* [ACTION ITEM]: How many lines in these records include the string "column"? Reply with that number alone.

Records from a data source

┄┄┄┄┄┄

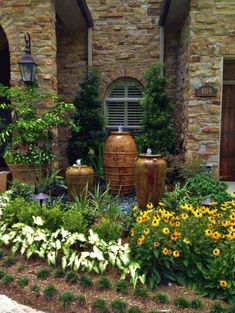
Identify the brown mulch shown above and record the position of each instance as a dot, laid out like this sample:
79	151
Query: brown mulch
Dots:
27	297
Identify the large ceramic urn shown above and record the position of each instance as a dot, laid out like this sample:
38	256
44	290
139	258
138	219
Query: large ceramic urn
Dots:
120	153
150	175
78	177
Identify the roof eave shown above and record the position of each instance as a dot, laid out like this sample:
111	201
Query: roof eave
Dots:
85	12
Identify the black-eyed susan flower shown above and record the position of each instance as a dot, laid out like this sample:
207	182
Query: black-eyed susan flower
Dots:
216	252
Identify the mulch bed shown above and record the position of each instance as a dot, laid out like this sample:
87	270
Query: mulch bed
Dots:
36	300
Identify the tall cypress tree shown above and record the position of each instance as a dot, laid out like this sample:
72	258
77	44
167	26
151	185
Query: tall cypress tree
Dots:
89	133
157	118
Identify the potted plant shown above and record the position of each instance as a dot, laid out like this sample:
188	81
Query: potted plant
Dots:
29	136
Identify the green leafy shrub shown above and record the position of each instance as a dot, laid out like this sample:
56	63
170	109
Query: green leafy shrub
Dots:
108	230
121	286
23	282
88	131
134	309
104	283
9	261
181	302
59	273
161	298
141	292
7	279
74	221
85	281
49	291
81	299
118	306
100	306
71	278
66	298
156	124
43	273
21	190
204	186
30	135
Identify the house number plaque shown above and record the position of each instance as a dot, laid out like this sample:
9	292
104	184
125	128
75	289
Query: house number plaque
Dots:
206	91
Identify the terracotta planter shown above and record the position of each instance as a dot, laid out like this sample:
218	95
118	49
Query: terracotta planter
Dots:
27	173
119	158
150	175
77	177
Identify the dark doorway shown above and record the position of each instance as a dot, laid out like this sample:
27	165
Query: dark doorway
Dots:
5	116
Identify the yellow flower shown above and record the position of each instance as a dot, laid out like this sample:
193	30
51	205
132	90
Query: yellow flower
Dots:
176	254
184	216
216	252
146	231
223	283
155	222
208	232
186	241
149	206
165	231
165	251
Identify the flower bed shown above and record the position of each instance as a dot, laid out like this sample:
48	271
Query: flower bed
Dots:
194	246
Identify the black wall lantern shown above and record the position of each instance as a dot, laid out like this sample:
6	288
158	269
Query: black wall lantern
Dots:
27	65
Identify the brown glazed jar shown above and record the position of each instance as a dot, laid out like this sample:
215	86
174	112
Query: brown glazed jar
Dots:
120	153
77	177
150	175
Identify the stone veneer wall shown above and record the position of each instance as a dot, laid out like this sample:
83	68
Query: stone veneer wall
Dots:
212	35
71	60
125	37
36	17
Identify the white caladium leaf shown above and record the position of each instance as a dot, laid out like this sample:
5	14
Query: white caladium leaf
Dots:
98	254
37	220
51	257
64	262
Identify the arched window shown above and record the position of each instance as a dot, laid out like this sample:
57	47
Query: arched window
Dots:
122	104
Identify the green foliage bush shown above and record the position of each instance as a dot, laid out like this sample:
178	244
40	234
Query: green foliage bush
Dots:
156	125
118	306
103	283
100	306
71	278
66	298
108	229
49	291
88	133
121	286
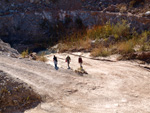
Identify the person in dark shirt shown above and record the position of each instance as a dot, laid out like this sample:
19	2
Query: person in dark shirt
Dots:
80	61
55	61
68	59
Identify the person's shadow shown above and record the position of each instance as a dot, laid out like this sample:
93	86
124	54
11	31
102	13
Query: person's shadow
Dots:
57	68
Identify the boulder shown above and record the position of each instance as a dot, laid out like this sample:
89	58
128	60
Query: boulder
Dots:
6	49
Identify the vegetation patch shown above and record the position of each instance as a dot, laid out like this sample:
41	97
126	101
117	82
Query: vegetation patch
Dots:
107	39
15	96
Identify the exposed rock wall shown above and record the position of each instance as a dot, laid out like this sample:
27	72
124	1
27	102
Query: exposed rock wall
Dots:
27	23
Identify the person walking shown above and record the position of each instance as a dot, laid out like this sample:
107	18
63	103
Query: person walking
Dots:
55	62
80	61
68	59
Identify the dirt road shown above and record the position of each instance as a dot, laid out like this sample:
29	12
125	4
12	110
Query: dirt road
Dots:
110	87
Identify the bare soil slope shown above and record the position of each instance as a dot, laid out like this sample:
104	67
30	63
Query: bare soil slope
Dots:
110	87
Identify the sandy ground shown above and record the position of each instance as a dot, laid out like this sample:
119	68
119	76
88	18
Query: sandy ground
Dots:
110	87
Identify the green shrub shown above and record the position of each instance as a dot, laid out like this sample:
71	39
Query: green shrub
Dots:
100	51
133	3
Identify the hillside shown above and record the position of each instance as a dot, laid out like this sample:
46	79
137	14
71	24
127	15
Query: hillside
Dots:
36	24
111	86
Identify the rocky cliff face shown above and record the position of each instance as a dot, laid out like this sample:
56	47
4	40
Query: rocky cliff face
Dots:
35	23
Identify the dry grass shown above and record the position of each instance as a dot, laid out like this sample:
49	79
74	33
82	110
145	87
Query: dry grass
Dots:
100	51
42	58
126	47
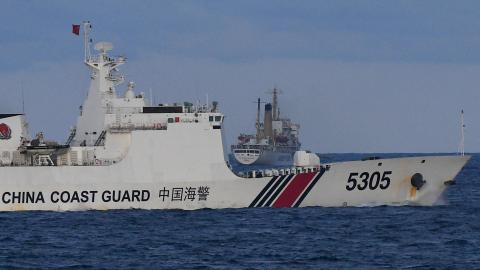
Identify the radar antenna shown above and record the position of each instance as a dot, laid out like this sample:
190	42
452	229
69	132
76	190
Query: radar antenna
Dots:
275	109
87	27
257	123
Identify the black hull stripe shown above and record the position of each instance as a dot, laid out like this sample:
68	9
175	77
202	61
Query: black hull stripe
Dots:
309	188
263	191
271	190
277	192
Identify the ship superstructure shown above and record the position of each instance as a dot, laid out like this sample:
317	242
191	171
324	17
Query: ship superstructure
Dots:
125	153
275	142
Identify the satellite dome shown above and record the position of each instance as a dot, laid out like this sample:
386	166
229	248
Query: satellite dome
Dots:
104	46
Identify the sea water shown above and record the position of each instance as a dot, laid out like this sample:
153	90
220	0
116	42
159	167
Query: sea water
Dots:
385	237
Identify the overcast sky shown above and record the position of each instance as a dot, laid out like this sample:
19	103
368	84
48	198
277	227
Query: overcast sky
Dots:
358	76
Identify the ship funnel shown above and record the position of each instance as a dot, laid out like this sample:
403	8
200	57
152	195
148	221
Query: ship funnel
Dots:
267	122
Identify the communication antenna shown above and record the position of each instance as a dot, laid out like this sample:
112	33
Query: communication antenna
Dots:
462	139
275	109
151	97
23	97
87	27
257	123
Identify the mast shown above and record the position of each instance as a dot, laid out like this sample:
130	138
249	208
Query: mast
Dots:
257	124
275	104
462	139
86	39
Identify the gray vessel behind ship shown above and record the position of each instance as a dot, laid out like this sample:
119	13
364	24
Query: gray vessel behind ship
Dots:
275	141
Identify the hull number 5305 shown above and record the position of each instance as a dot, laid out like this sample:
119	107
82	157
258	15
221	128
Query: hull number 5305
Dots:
373	181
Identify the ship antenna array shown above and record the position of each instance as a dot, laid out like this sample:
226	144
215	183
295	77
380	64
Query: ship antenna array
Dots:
276	111
257	123
87	27
462	139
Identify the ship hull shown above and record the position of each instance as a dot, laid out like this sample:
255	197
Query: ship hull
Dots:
356	183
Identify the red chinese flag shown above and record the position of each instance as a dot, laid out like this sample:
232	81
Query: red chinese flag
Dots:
76	29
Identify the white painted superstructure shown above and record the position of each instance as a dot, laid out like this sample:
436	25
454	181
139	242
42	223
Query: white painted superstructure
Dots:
124	154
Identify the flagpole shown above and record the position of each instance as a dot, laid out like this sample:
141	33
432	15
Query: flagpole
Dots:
86	41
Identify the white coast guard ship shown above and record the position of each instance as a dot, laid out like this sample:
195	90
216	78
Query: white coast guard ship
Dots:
125	154
275	141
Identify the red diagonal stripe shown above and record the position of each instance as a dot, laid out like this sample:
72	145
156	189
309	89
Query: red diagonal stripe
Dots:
293	190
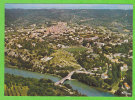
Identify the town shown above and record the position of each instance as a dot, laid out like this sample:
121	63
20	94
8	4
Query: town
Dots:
95	50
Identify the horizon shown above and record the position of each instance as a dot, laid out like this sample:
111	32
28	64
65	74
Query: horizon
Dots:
70	6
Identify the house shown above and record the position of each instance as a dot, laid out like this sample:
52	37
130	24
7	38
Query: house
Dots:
104	76
124	67
126	86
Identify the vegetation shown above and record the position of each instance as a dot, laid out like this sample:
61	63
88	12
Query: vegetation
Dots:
20	86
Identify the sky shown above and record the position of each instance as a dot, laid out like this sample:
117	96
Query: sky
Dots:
69	6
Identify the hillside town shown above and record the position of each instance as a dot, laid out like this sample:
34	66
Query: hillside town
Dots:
63	47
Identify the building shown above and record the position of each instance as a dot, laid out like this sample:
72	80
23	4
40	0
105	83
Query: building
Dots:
126	86
124	67
104	76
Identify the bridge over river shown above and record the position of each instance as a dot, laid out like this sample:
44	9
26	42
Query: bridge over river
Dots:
68	77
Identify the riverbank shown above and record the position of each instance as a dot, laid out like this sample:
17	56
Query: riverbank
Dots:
76	85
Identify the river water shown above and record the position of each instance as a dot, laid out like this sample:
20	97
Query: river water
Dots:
76	85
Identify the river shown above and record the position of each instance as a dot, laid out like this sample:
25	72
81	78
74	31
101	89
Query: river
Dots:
75	84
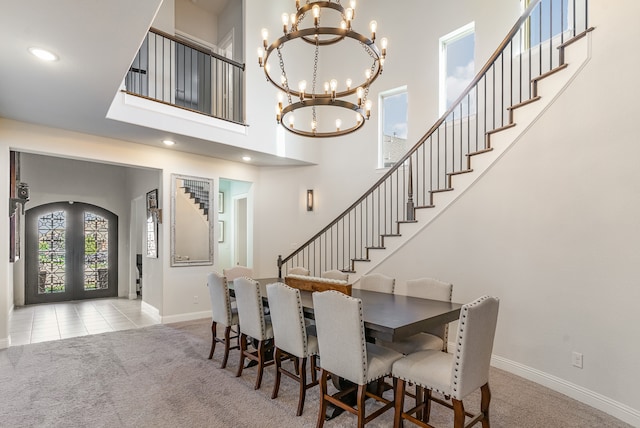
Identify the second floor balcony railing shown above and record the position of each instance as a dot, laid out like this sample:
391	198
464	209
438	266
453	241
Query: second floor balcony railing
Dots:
178	73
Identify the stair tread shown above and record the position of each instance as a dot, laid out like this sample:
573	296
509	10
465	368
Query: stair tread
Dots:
479	152
524	103
464	171
448	189
501	128
550	72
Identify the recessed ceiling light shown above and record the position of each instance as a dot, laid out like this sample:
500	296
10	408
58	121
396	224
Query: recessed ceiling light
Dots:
43	54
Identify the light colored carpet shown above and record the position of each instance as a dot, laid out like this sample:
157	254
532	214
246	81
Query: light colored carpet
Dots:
160	376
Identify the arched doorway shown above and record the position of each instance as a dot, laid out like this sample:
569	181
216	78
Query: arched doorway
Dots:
71	252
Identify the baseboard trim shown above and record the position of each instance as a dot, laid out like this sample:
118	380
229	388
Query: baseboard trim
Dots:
186	317
584	395
5	342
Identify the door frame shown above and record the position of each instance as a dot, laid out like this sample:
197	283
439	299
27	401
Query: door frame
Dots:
74	276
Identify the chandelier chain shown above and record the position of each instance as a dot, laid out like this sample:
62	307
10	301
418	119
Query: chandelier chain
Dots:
284	74
315	76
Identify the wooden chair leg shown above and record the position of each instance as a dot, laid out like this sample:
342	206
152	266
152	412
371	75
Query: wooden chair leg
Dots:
314	368
485	399
227	346
458	413
261	352
276	385
426	414
243	349
323	403
213	339
399	404
302	373
362	389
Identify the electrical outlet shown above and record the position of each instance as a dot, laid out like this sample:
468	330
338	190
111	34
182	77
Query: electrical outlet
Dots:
576	359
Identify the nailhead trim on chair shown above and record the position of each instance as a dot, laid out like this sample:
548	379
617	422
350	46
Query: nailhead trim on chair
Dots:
302	326
263	327
227	297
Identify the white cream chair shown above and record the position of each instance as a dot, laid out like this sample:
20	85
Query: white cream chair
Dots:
254	324
377	282
292	338
345	353
436	338
335	274
221	313
453	375
237	272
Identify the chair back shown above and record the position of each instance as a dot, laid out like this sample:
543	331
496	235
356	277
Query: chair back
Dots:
299	270
335	274
220	300
287	319
340	330
250	308
429	288
474	344
377	282
237	272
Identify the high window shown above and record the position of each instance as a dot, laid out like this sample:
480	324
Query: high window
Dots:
548	19
457	67
393	126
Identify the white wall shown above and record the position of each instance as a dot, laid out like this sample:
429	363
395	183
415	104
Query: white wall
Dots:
552	229
178	285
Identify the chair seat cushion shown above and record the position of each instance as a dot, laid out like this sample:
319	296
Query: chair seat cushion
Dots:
415	343
234	316
429	369
379	361
268	328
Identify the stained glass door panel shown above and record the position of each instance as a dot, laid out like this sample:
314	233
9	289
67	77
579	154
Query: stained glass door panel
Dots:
71	252
52	252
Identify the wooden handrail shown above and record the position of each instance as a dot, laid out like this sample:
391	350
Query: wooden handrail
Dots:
196	47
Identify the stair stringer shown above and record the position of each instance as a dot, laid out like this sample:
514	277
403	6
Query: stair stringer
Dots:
577	55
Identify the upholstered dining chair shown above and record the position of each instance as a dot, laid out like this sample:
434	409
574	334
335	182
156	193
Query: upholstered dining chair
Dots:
335	274
436	338
254	324
292	338
453	375
377	282
299	270
221	313
345	353
237	272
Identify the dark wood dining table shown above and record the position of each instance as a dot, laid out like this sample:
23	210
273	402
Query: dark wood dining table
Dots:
388	317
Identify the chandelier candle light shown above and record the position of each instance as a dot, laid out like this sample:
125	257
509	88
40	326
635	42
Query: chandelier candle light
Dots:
337	106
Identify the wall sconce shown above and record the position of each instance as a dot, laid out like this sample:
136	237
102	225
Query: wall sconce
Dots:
310	200
23	197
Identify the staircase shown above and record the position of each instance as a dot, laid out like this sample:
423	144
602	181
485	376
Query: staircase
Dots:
509	93
198	195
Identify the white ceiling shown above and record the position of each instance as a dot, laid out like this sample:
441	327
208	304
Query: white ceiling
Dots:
96	41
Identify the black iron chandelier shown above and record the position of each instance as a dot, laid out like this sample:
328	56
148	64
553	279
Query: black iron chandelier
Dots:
328	109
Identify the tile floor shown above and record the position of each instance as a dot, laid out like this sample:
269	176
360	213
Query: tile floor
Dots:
54	321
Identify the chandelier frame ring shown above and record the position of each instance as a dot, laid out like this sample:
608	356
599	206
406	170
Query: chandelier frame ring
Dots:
323	102
343	33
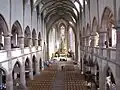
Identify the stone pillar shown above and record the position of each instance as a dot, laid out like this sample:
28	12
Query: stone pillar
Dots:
9	81
7	46
37	61
117	77
22	72
30	42
1	77
36	42
31	70
37	68
103	37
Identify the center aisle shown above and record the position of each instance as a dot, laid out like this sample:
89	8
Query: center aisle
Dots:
57	77
59	81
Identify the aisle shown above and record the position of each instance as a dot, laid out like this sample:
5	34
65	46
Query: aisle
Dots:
59	81
53	78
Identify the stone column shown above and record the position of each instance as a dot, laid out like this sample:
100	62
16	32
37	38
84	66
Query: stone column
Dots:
37	63
37	68
36	42
22	72
31	70
103	37
1	77
30	42
117	77
7	46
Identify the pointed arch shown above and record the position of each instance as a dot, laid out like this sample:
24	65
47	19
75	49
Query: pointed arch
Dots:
94	25
16	27
4	26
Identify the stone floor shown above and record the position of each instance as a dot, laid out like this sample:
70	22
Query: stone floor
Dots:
54	78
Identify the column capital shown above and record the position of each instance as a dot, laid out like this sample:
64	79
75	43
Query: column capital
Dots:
117	27
103	30
20	36
7	35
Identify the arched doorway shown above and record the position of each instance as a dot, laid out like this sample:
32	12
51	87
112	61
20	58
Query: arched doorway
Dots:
2	79
16	34
27	38
27	68
40	64
16	75
34	64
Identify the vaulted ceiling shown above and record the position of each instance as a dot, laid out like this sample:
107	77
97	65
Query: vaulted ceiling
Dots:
54	10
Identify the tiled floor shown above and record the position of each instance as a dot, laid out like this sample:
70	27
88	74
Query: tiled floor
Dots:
54	78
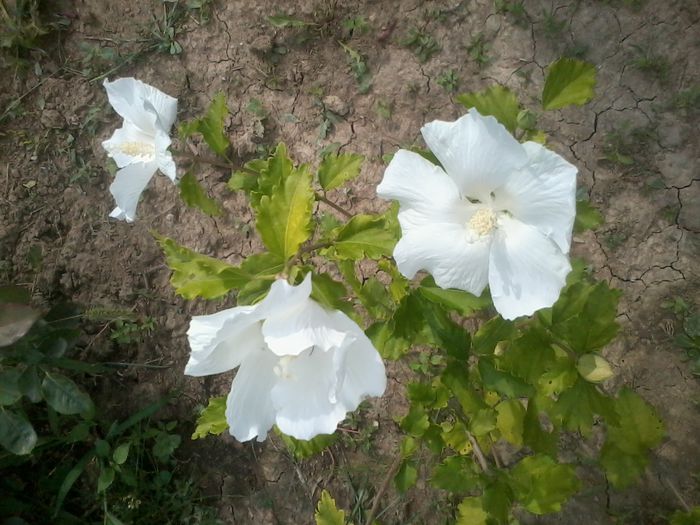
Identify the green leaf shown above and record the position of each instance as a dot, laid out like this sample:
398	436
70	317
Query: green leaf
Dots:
305	448
503	382
625	453
212	419
336	170
194	196
569	81
595	325
456	474
211	126
463	302
16	433
471	512
165	445
406	476
327	513
510	420
105	479
542	485
587	217
9	386
497	101
536	437
196	275
576	407
364	236
282	20
330	293
284	218
121	453
15	321
490	334
64	396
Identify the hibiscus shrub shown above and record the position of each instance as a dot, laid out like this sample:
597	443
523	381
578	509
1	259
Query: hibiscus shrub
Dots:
488	205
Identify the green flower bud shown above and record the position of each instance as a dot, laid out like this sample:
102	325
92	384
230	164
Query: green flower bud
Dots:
594	368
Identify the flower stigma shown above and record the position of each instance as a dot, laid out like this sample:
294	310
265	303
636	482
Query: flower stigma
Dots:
482	222
137	149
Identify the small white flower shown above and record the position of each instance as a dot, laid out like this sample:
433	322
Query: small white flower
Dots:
302	367
140	146
500	213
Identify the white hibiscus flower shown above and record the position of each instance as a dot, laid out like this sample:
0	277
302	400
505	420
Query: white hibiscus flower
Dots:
302	367
140	146
500	213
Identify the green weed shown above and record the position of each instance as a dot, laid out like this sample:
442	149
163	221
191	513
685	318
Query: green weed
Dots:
423	45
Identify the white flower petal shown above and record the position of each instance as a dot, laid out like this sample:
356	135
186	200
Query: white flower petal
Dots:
221	341
447	253
426	193
362	370
527	270
126	96
166	164
249	409
164	105
129	144
127	187
476	151
543	195
303	397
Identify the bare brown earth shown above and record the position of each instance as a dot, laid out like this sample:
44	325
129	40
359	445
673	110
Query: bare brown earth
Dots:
54	198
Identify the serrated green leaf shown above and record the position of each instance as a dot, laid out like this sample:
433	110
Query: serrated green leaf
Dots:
490	334
305	448
587	217
283	218
195	275
64	396
503	382
330	293
497	101
625	453
406	476
16	433
194	196
569	81
510	420
211	126
212	419
534	435
595	325
456	474
121	453
542	485
9	386
575	407
105	479
364	236
336	170
471	512
326	511
458	300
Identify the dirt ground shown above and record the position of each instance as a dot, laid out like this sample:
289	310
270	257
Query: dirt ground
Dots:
636	147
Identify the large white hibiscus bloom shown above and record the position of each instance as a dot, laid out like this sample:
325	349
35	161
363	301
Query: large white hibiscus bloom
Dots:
500	213
140	146
302	367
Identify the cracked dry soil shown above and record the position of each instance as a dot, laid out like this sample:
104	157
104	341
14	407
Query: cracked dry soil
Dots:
55	201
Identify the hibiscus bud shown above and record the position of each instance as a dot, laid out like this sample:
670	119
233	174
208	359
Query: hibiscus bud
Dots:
594	368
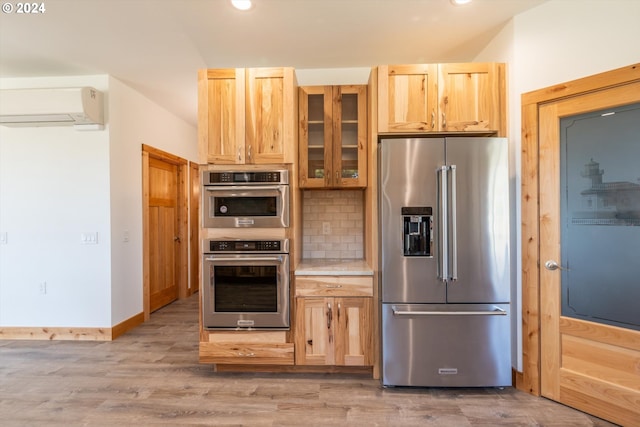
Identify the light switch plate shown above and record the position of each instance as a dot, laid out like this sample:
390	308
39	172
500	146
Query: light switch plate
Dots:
89	238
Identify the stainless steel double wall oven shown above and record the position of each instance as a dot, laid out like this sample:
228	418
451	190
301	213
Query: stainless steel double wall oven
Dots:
245	282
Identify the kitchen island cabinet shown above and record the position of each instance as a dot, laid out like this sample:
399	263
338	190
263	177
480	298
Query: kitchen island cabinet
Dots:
247	116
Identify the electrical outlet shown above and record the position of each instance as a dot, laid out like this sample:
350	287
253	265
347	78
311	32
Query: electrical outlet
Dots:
326	228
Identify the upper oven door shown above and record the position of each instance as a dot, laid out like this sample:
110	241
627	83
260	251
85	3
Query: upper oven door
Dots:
246	206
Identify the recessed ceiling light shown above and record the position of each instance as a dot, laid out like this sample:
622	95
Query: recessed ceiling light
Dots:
241	4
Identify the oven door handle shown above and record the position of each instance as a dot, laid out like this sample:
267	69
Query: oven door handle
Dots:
236	188
245	259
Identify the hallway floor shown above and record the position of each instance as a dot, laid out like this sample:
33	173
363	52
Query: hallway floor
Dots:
151	376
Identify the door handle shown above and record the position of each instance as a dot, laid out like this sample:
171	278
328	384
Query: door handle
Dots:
551	265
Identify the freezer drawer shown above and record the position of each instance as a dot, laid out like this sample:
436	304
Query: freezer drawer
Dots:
446	345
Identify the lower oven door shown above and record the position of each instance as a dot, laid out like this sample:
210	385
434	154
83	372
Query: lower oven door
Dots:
246	206
245	291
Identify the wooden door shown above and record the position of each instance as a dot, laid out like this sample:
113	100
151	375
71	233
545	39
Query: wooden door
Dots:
315	341
585	363
221	116
471	97
270	114
407	98
354	340
164	239
165	255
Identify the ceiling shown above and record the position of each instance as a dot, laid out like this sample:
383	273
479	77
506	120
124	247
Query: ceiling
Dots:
157	46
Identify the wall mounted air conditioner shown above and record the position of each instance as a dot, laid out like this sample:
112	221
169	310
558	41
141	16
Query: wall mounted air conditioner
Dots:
82	107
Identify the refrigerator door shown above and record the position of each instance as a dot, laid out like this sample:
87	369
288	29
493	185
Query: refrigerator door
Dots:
479	262
408	179
446	345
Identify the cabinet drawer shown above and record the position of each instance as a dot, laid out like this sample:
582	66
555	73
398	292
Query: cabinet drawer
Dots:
247	353
334	286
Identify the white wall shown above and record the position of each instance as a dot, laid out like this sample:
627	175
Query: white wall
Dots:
56	183
559	41
136	121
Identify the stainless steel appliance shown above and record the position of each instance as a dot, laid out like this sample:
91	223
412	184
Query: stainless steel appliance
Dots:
246	284
445	264
245	199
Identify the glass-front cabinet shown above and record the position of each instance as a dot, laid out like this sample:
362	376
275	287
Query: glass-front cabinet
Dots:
333	136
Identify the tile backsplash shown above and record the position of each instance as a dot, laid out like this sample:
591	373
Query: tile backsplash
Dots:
332	224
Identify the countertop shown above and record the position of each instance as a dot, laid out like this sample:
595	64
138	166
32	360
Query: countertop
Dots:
333	267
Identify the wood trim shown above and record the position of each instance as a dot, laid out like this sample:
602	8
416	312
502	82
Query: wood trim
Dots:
529	379
194	228
126	325
608	79
56	334
146	307
357	370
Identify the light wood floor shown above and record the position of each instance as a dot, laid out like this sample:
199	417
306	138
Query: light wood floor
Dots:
151	376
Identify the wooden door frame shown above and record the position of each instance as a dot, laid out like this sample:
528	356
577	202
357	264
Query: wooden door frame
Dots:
529	379
182	267
194	228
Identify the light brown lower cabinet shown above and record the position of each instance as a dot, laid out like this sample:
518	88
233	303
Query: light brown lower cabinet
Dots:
334	331
246	348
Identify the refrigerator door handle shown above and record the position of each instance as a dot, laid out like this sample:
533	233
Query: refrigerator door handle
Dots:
444	249
497	311
454	220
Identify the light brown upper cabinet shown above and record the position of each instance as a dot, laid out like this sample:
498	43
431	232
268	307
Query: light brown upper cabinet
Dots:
467	97
333	136
247	116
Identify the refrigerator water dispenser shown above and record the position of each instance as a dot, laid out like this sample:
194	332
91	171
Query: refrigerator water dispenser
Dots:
417	223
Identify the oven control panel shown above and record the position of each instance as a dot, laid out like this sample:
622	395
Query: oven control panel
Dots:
217	246
245	178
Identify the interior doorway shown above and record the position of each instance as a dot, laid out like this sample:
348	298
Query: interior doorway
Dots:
165	228
581	228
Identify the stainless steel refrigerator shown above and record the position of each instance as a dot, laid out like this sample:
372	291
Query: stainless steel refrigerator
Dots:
445	262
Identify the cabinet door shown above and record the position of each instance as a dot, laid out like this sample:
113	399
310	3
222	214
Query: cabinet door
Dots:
472	97
270	111
407	98
315	133
221	116
350	136
314	331
354	341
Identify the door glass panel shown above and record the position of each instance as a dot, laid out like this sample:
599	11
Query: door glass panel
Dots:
600	216
349	149
246	289
315	153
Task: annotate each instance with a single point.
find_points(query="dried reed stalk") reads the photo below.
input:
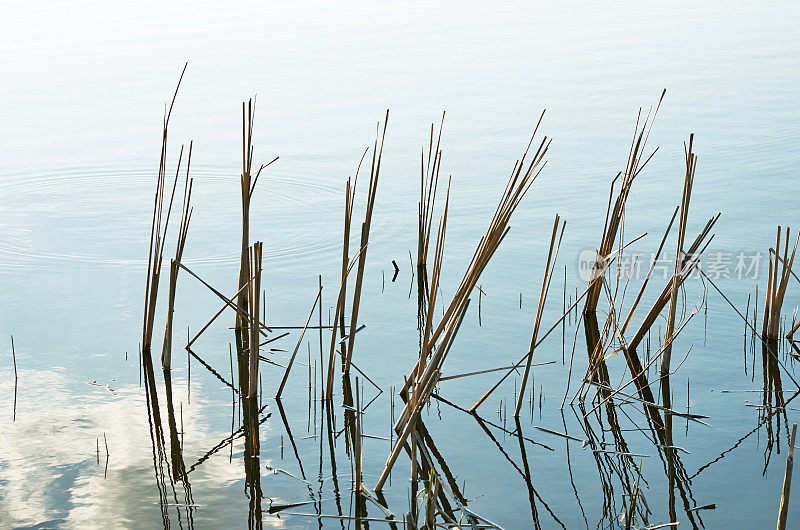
(338, 319)
(254, 298)
(244, 336)
(691, 165)
(365, 226)
(787, 482)
(777, 282)
(186, 215)
(425, 373)
(157, 234)
(615, 218)
(296, 348)
(429, 180)
(548, 276)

┄┄┄┄┄┄

* [EXERCISE RESPONSE]: 4